* Selection

------------------------------------------------------------------------

For those like me who didn’t get the joke: Systemd v256 Introduces run0: A Safer Alternative to sudo / linuxiac.com
I don’t know enough about IT security to understand this.
Does that mean that run0 puts programs in some form of sandbox? What’s the difference now to sudo?
Basically the way sudo and doas work is that they turn your current session into a privileged one, then run the command, then put your session back the way it was, this can cause security issues. The way run0 works is that it just asks systemd to do it for you, removing those security risks.
At least thats the way I understand it, im not an expert
Someone did a ELI3 explanation for this a couple days ago. The ELI5 explanation was more complicated so someone asked for ELI3 lol
Pouring a cup of juice is something an adult needs to be involved with.
sudo is when you ask for permission to pour your own cup of juice. You ask an adult, they give you the cup and the juice, and then you’re responsible for pouring it. If the adult isn’t paying attention they may leave the fridge open for you to go back for more juice or another beverage, but otherwise you’re limited to the amount of juice the adult has given you.
run0 is when the adult just gets you a cup of juice. You tell them what you want, they go and pour the juice, and just give you the cup with the juice in it. You never enter the kitchen, so you don’t have access to the fridge, just your cup of juice.
Basically, the SUID bit makes a program get the permissions of the owner when executed. If you set /bin/bash as SUID, suddenly every bash shell would be a root shell, kind of. Processes on Linux have a real user ID, an effective user ID, and also a saved user ID that can be used to temporarily drop privileges and gain them back again later.
So tools like sudo and doas use this mechanism to temporarily become root, then run checks to make sure you’re allowed to use sudo, then run your command. But that process is still in your user’s session and process group, and you’re still its real user ID. If anything goes wrong between sudo being root and checking permissions, that can lead to a root shell when you weren’t supposed to, and you have a root exploit. Sudo is entirely responsible for cleaning the environment before launching the child process so that it’s safe.

------------------------------------------------------------------------

* Material supplied
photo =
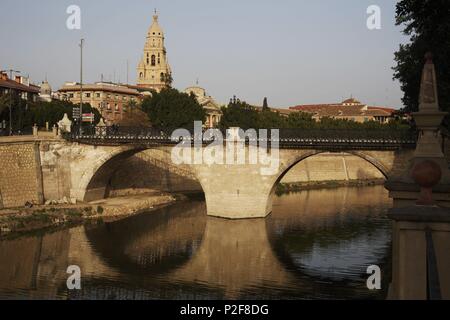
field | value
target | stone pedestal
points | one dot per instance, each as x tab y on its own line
409	258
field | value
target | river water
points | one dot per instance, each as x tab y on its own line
316	244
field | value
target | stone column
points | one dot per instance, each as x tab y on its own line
402	188
421	227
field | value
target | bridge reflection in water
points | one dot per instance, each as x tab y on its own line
316	244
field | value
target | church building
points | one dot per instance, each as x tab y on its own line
153	70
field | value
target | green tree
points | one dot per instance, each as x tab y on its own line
427	22
171	109
239	114
265	104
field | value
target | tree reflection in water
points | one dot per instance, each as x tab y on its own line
316	244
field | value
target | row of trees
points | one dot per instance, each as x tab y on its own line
172	109
25	114
240	114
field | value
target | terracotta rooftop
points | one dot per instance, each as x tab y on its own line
11	84
101	86
347	108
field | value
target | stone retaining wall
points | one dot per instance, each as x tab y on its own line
20	175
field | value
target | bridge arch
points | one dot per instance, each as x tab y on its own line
291	162
95	169
93	165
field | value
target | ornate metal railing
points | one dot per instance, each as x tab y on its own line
288	138
433	283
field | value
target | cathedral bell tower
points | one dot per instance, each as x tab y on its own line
154	71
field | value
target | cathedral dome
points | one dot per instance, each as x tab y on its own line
45	88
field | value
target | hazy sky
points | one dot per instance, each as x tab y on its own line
292	51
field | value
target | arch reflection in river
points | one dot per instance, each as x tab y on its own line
316	244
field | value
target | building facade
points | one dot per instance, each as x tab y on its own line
19	86
113	101
350	109
213	112
153	70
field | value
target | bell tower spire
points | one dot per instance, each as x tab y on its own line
153	71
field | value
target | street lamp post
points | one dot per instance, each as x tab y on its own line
10	99
81	86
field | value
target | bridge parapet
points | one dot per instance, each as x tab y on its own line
330	139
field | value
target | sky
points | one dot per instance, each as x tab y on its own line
290	51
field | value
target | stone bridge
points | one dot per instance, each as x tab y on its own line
82	171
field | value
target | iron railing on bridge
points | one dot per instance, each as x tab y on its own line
433	283
287	138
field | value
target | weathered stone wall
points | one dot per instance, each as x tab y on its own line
332	167
152	170
20	174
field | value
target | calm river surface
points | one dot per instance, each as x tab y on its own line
316	245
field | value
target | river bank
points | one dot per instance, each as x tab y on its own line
17	221
286	188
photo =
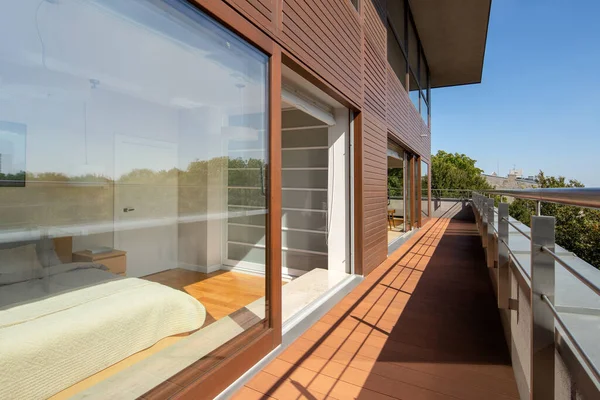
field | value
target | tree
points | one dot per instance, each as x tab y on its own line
455	171
577	228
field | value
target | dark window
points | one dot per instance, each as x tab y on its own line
413	48
396	57
423	75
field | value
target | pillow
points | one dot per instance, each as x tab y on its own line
20	260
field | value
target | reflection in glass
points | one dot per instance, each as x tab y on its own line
424	109
424	188
145	153
397	212
12	154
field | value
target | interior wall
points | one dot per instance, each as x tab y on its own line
305	146
338	193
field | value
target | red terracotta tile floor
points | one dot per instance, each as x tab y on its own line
423	325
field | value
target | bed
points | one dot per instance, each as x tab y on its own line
72	320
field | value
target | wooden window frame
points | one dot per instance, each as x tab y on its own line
237	356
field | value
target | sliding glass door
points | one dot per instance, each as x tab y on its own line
135	146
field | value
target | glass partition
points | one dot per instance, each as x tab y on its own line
424	189
397	206
134	143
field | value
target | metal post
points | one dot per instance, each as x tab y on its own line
503	257
542	319
490	232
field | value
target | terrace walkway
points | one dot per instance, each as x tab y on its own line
423	325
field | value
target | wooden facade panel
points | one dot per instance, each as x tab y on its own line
326	36
404	121
348	52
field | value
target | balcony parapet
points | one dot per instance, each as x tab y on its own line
551	314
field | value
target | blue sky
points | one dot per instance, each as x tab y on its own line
538	106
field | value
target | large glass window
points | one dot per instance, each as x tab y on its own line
137	134
400	21
396	183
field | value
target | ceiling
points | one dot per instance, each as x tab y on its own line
453	34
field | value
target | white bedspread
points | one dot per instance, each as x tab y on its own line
56	331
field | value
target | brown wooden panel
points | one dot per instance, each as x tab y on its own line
375	195
260	12
404	121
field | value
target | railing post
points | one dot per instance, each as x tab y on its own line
484	227
542	319
503	257
490	232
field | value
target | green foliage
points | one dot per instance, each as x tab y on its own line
577	229
455	171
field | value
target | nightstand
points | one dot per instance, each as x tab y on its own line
115	260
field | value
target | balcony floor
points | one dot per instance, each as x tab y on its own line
423	325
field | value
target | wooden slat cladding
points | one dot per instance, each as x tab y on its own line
261	12
374	136
404	121
375	80
374	191
374	25
325	34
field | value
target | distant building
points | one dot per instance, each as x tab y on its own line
514	180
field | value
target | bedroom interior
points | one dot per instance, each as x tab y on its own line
136	246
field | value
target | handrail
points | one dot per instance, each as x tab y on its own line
544	226
573	271
515	226
580	197
582	353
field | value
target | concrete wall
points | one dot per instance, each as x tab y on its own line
517	326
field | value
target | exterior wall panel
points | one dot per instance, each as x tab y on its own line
404	121
325	35
374	135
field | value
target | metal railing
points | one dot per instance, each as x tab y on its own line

------------------------------------------------------------------------

* Instructions for the task
Print everything in the discussion of run0 and sudo from "At least thats" down to "your cup of juice.", word for word.

* Result of the task
At least thats the way I understand it, im not an expert
Someone did a ELI3 explanation for this a couple days ago. The ELI5 explanation was more complicated so someone asked for ELI3 lol
Pouring a cup of juice is something an adult needs to be involved with.
sudo is when you ask for permission to pour your own cup of juice. You ask an adult, they give you the cup and the juice, and then you’re responsible for pouring it. If the adult isn’t paying attention they may leave the fridge open for you to go back for more juice or another beverage, but otherwise you’re limited to the amount of juice the adult has given you.
run0 is when the adult just gets you a cup of juice. You tell them what you want, they go and pour the juice, and just give you the cup with the juice in it. You never enter the kitchen, so you don’t have access to the fridge, just your cup of juice.